» **Document**:
:::

First, let me say, I'm not defending the past or present practices of the
major labels. I agree that their tactic of suing file-sharers was too heavy
handed and did more to harm their business than to help it. That being said,
what would you do if you had a business model that successfully created,
delivered and received value and suddenly new technology made it dead simple
for people to illegally obtain the end product you relied on? Sure, they could
have released an early competitor to Napster, but they would have had to drop
the price to free, and that wouldn't have sustained their model.

And don't forget, we wouldn't be having this conversation at all without the
benefit of the Label's old business model, because Radio Head wouldn't exist
as it is today without early support and promotion from their original label.

:::

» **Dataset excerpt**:
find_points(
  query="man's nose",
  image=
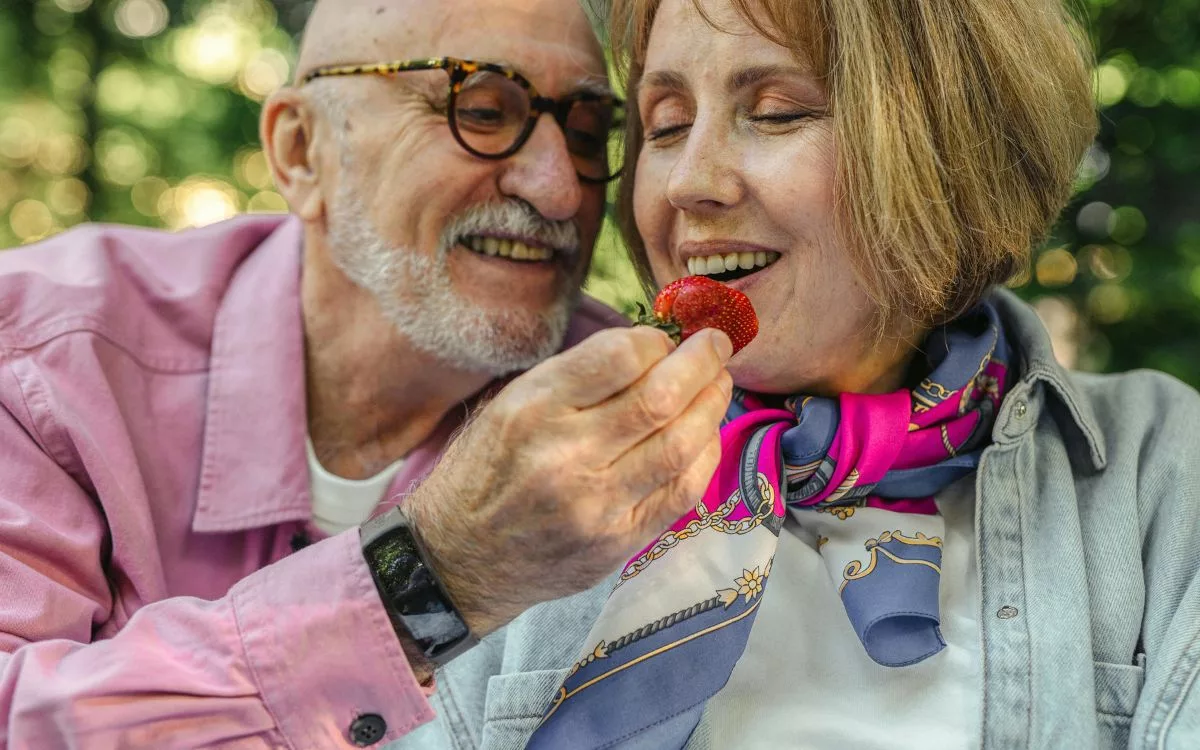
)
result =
(543, 173)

:::

» **Your goal**: From the post about the major labels, list every thing the writer says the labels' business model successfully did.

» **Full solution**:
- Created value
- Delivered value
- Received value